■ TASK TO CARRY OUT ■
Look for the line containing "Greenhouse-scouting task: tag the jersey" in the entries below, then print that line and all that follow it exactly.

[Start of Attachment]

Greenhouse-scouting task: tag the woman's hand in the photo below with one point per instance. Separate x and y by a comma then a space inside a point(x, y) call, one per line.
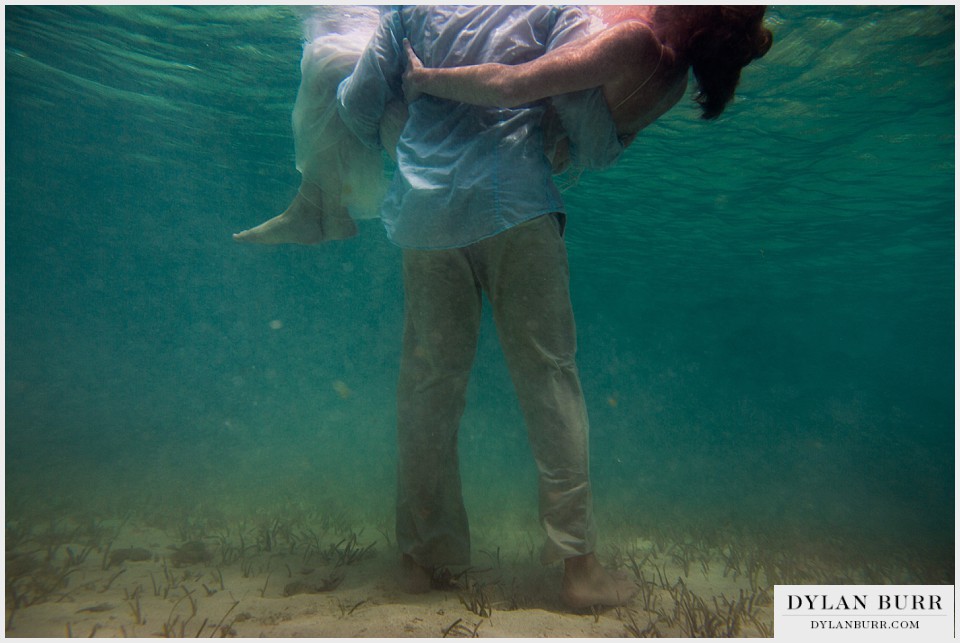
point(412, 75)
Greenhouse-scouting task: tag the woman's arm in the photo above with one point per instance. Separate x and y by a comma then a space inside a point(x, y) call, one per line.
point(592, 62)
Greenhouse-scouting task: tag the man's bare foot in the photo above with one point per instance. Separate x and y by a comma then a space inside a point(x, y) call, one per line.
point(587, 583)
point(414, 578)
point(303, 222)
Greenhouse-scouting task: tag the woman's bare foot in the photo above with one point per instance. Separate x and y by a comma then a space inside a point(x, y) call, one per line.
point(587, 583)
point(304, 222)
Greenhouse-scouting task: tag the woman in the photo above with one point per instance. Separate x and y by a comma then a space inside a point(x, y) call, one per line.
point(640, 56)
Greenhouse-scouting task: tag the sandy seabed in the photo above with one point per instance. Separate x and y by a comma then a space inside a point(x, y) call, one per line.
point(118, 578)
point(282, 572)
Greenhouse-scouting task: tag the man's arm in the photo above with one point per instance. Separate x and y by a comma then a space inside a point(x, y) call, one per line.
point(362, 97)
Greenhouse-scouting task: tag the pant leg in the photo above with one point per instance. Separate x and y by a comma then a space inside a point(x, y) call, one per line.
point(526, 276)
point(441, 328)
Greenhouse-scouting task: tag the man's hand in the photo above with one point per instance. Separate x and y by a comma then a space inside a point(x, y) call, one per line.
point(412, 74)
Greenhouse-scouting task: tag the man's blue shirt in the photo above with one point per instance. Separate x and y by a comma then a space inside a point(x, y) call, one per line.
point(465, 172)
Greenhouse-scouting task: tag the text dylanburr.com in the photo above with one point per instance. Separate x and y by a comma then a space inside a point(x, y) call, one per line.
point(863, 612)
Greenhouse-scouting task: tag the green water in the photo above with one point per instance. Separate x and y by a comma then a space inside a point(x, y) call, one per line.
point(765, 303)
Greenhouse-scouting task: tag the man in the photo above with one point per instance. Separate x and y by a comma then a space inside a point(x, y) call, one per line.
point(475, 210)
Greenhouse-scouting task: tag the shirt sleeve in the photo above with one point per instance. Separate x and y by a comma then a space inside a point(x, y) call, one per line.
point(585, 116)
point(376, 80)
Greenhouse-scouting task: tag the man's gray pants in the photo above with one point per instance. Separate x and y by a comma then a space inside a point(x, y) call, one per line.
point(525, 275)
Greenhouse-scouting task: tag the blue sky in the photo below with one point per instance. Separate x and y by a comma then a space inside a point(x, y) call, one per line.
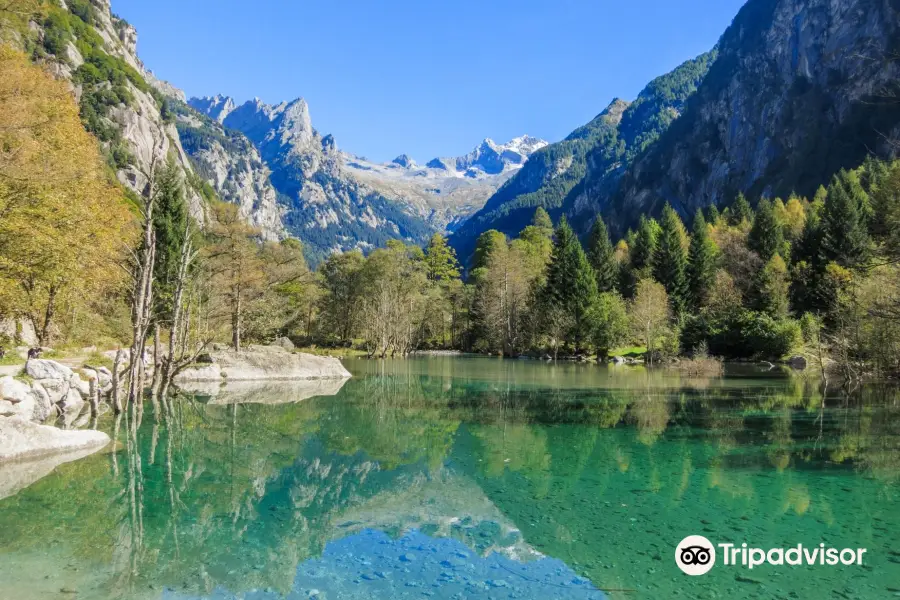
point(426, 78)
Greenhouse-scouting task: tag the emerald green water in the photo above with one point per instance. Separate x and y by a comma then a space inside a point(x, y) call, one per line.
point(471, 478)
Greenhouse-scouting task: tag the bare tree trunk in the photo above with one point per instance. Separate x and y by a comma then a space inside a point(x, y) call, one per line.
point(48, 316)
point(116, 398)
point(177, 331)
point(157, 371)
point(236, 322)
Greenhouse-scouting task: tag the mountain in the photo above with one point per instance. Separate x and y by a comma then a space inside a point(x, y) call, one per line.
point(122, 103)
point(335, 200)
point(800, 89)
point(556, 176)
point(232, 166)
point(794, 91)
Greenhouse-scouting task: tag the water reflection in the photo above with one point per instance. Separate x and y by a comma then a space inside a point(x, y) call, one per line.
point(602, 471)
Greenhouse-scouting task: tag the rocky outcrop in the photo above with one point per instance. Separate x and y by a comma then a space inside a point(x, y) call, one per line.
point(338, 201)
point(149, 138)
point(261, 363)
point(230, 163)
point(800, 89)
point(226, 391)
point(21, 439)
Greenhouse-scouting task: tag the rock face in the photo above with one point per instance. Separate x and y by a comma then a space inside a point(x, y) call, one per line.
point(261, 363)
point(231, 164)
point(262, 392)
point(149, 138)
point(801, 88)
point(338, 201)
point(592, 157)
point(22, 440)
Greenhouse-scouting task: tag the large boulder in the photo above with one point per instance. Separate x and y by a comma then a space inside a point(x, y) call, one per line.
point(39, 368)
point(72, 404)
point(285, 344)
point(797, 362)
point(56, 389)
point(15, 398)
point(263, 363)
point(43, 407)
point(21, 439)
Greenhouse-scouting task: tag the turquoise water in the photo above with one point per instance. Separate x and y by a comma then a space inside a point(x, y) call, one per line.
point(471, 478)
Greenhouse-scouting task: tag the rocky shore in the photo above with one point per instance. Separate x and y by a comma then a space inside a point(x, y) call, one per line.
point(47, 393)
point(263, 363)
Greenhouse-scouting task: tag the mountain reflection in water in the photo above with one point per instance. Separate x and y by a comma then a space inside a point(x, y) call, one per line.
point(577, 476)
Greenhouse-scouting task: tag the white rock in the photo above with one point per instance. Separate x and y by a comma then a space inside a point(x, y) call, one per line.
point(38, 368)
point(56, 388)
point(15, 398)
point(262, 363)
point(43, 407)
point(73, 403)
point(80, 384)
point(21, 439)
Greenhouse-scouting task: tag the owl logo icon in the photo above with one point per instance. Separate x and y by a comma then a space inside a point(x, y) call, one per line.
point(695, 555)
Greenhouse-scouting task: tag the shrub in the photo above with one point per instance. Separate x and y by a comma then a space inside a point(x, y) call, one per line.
point(745, 334)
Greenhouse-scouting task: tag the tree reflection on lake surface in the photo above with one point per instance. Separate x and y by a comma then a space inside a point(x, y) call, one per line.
point(474, 478)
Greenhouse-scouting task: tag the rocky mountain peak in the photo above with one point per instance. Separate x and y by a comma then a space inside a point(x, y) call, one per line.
point(217, 107)
point(404, 161)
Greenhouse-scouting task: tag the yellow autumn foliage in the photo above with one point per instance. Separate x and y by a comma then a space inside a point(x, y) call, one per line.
point(65, 228)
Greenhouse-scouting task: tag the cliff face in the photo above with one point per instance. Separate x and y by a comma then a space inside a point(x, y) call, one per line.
point(800, 89)
point(230, 163)
point(145, 136)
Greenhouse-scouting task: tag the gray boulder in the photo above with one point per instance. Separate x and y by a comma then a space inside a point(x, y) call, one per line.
point(42, 405)
point(21, 439)
point(38, 368)
point(15, 399)
point(797, 362)
point(72, 404)
point(285, 343)
point(56, 388)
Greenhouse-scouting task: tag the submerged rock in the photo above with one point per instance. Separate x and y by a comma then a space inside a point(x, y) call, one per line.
point(30, 452)
point(15, 398)
point(261, 363)
point(39, 368)
point(21, 439)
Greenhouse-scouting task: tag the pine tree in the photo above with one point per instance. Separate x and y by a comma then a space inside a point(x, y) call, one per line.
point(571, 284)
point(488, 243)
point(701, 270)
point(170, 223)
point(440, 260)
point(602, 257)
point(740, 211)
point(845, 238)
point(767, 235)
point(644, 246)
point(542, 221)
point(771, 295)
point(670, 260)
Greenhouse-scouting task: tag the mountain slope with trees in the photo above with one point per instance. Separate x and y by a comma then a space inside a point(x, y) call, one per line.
point(562, 177)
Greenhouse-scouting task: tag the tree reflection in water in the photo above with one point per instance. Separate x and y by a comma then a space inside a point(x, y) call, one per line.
point(604, 474)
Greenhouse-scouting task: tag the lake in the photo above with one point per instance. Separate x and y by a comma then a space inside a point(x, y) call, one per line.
point(451, 477)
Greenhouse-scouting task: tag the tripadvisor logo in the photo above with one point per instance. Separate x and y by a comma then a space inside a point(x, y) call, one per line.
point(696, 555)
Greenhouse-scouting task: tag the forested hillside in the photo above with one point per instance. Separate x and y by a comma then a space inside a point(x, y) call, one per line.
point(558, 176)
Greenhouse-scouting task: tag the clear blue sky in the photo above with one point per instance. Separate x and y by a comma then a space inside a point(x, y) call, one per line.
point(426, 77)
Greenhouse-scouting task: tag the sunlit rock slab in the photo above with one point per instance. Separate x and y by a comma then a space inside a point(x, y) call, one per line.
point(29, 452)
point(262, 392)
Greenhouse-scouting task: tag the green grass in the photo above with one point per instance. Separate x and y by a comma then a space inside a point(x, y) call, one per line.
point(12, 358)
point(632, 351)
point(97, 359)
point(337, 352)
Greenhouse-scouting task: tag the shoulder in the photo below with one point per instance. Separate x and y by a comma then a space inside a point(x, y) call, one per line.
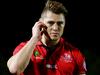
point(18, 47)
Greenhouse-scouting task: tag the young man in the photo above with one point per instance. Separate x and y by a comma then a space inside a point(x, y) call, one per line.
point(46, 53)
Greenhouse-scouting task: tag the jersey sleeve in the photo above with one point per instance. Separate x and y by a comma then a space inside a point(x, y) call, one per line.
point(80, 61)
point(18, 47)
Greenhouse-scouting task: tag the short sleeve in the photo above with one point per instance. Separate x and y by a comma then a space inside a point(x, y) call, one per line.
point(80, 61)
point(18, 47)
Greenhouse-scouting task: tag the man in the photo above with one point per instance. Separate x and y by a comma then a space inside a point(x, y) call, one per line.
point(46, 53)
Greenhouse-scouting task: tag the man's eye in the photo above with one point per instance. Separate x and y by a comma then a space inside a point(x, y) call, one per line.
point(50, 22)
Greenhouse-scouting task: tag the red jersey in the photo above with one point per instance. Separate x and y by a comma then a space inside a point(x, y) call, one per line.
point(64, 60)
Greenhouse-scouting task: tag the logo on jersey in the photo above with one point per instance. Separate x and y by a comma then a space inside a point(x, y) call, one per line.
point(38, 55)
point(66, 57)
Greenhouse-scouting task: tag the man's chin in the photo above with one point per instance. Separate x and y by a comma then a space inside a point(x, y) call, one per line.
point(54, 38)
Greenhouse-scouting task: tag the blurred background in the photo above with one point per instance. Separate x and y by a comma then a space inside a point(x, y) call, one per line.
point(18, 16)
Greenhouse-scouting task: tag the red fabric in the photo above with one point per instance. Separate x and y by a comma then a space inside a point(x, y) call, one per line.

[End of Attachment]

■ TASK ANSWER ■
Greenhouse-scouting task: tag the jersey sleeve in the photo above with one point per instance. Separate x and y by a comma then a space inside a point(x, y) call, one per line.
point(80, 61)
point(18, 47)
Greenhouse-scouting task: tag the short sleeve in the photo above with one point per instance. Separate x and y by a comma then a space inside a point(x, y) call, one per line.
point(80, 61)
point(18, 47)
Greenhouse-scouting task: tag the man in the photo above with one point per instance. Separate x and y by a comma then a space inside a point(x, y) call, one per line.
point(46, 53)
Greenhouse-scouting task: tag the man's eye in the photo above with one point per instance. Separate x and y by a comma then a space inside a point(x, y) call, one per line.
point(50, 22)
Greenhouse-scouting task: tag the red jersey in the photo above with one point per instance. Separate x and y by a comma then a space inside a point(x, y) call, one per line.
point(64, 60)
Greenhouse-scouting task: tag the logo on jersey in the photo above with one point per instance. Separate x and y by a comma then a space inside a point(x, y) call, one per line.
point(38, 55)
point(66, 57)
Greenhouse-scouting task: tag the man's chin in the photo above with one point per instance. Separate x and y by a comma then a space inside a point(x, y) call, one per line.
point(54, 38)
Greenhouse-scouting task: tag the blurred background in the photo above with one point per instance. Separate x and y by a comma then a space inside a point(x, y) call, one per line.
point(18, 16)
Greenhouse-scouting task: tag the red fabric in the photo above with one point per instance. Separate x and y by a comma then a space inside a point(x, y) call, one per line.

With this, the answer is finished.